*** Supplied information

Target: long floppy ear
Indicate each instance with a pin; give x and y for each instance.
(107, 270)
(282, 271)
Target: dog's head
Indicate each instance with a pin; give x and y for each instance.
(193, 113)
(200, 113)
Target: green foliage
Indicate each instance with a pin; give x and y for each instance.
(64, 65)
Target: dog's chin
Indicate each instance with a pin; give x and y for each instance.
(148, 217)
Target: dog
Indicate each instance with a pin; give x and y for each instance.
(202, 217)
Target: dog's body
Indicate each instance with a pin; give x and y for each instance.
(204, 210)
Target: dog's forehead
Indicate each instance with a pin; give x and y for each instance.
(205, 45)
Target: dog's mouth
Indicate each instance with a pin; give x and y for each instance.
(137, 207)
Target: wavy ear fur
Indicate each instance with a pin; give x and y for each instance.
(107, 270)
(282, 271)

******

Directions »
Return every line from the entries that holds the string "Target".

Solution to this problem »
Target: long floppy ear
Target: dog's head
Target: green foliage
Target: dog's chin
Target: dog
Target: dog's body
Target: dog's forehead
Target: dog's mouth
Target: wavy ear fur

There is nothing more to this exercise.